**TO BE DONE**
According to the concert review, who wrote the 1964 arrangement?

**TEXT**

The 1964 arrangement by William Schuman remarkably preserves the sound of two keyboards with pedals, evoking the humor of circus organs or silent movies, and the orchestration is reminiscent of P.D.Q. Bach. But in comedy we hear the truth, and Ives' genius was indeed ahead of its time.

Joining the ESO for two works by Tchaikovsky was Lynn Harrell, known in music circles as the "Dean of American Cellists," whose 50-year career includes appearances on the world's greatest concert stages, the Grammy Awards broadcast and the Vatican.

Cellist Lynn Harrell performs Tchaikovsky's Andante cantabile
from String Quartet No. 1 with Elgin Symphony Orchestra.
(Photo by James Harvey)
The eight-part Variations on a Rococo Theme (1877) was a showcase for Harrell's effortless technique. Bowing from the wrist, his delicate high passages were like an angel's laughter: lighter than air. Across the low register, his timing and placement was like Russian ballet dancers barely touching the floor.

[Image point annotation rows]
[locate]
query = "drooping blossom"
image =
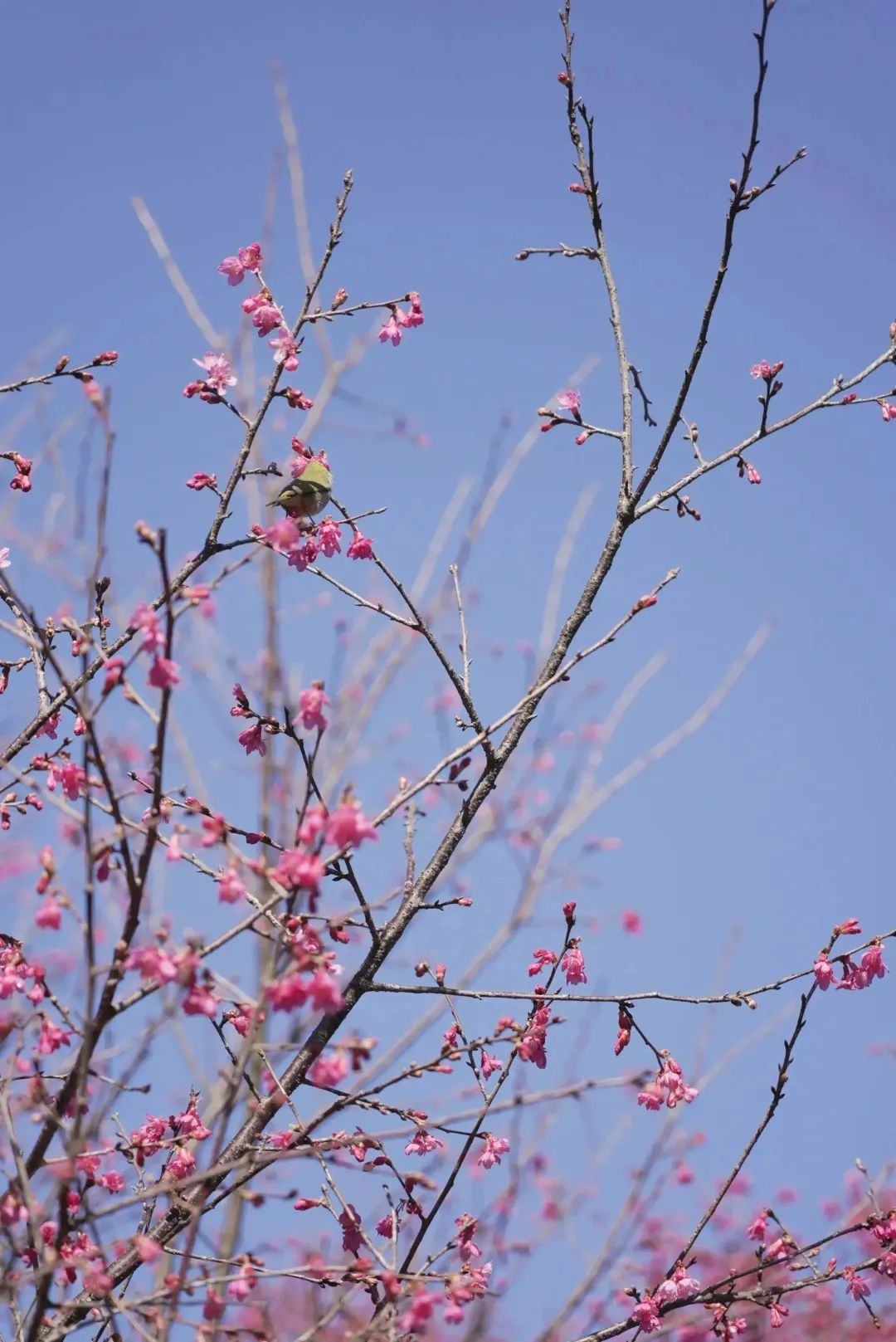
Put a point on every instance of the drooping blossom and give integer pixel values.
(286, 350)
(348, 826)
(329, 537)
(391, 330)
(247, 259)
(824, 972)
(489, 1065)
(423, 1142)
(350, 1222)
(541, 959)
(361, 548)
(765, 369)
(645, 1314)
(219, 372)
(573, 965)
(265, 315)
(493, 1152)
(147, 620)
(202, 481)
(299, 870)
(252, 739)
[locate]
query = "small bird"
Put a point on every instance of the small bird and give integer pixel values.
(309, 493)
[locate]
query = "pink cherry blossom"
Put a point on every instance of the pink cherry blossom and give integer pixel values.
(856, 1286)
(361, 548)
(391, 330)
(202, 481)
(282, 534)
(541, 959)
(50, 728)
(252, 739)
(348, 826)
(645, 1315)
(350, 1222)
(247, 259)
(329, 1071)
(148, 1250)
(286, 350)
(147, 619)
(265, 315)
(777, 1314)
(489, 1065)
(423, 1142)
(329, 537)
(824, 972)
(493, 1152)
(220, 374)
(573, 965)
(299, 870)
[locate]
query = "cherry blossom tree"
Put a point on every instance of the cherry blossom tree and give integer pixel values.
(360, 1057)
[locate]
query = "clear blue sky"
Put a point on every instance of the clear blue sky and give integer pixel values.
(777, 817)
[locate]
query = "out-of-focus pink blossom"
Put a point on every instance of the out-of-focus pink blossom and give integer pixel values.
(361, 548)
(493, 1152)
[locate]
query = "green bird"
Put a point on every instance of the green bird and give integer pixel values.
(309, 493)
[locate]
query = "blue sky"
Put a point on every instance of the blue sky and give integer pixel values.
(776, 819)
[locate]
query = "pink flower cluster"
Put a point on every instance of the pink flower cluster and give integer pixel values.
(855, 977)
(22, 478)
(163, 671)
(265, 315)
(766, 371)
(676, 1287)
(19, 976)
(213, 387)
(157, 964)
(343, 827)
(667, 1089)
(310, 978)
(400, 321)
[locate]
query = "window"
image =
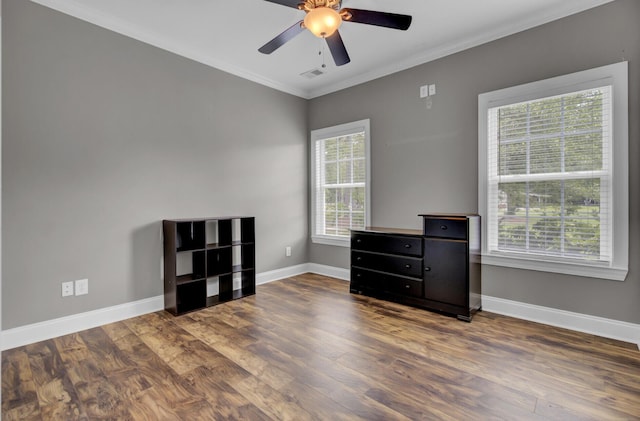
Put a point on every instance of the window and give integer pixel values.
(553, 182)
(339, 182)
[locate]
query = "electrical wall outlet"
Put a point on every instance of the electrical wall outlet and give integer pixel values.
(67, 289)
(82, 286)
(424, 91)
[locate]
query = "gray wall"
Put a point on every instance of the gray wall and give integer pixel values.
(104, 136)
(426, 159)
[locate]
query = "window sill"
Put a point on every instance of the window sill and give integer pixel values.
(332, 241)
(591, 271)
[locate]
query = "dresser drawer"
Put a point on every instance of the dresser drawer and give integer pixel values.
(403, 286)
(368, 280)
(402, 265)
(390, 244)
(363, 280)
(446, 228)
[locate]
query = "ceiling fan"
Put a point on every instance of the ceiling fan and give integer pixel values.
(323, 17)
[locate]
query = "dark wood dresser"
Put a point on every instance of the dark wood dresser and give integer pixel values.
(437, 268)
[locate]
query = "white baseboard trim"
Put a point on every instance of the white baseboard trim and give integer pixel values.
(41, 331)
(24, 335)
(334, 272)
(274, 275)
(600, 326)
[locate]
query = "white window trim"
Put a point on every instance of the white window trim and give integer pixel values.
(615, 75)
(335, 131)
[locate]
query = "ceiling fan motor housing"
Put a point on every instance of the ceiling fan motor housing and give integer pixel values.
(309, 5)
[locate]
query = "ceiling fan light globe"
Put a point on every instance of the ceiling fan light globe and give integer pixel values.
(322, 21)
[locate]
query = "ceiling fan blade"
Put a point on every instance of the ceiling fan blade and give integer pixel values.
(337, 48)
(281, 39)
(289, 3)
(370, 17)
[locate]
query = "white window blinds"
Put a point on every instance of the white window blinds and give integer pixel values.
(549, 175)
(553, 180)
(340, 174)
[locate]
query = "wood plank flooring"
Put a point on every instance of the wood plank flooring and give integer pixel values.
(305, 349)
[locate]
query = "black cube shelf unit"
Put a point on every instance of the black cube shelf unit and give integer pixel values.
(204, 258)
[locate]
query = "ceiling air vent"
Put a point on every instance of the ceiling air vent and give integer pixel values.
(312, 73)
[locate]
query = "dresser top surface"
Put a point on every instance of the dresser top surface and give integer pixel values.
(447, 215)
(386, 230)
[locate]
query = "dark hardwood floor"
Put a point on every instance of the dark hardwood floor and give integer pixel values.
(304, 348)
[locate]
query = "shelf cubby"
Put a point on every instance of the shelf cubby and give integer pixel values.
(203, 258)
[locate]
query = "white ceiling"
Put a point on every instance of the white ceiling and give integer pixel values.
(226, 34)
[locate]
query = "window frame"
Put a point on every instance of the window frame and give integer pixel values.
(327, 133)
(615, 75)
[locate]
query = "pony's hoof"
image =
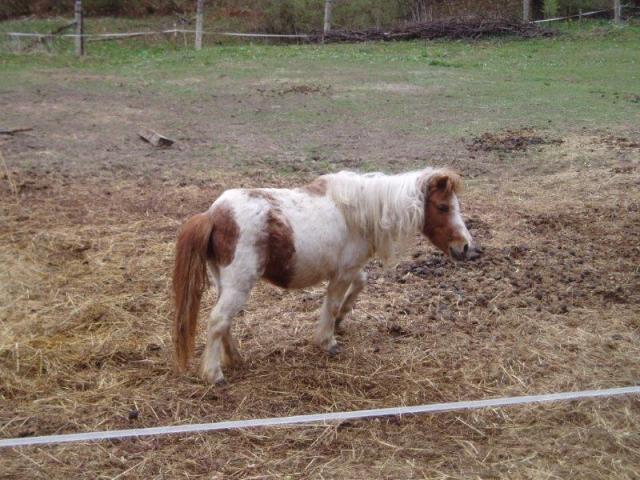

**ANSWER FOR THIS EXERCISE**
William Schuman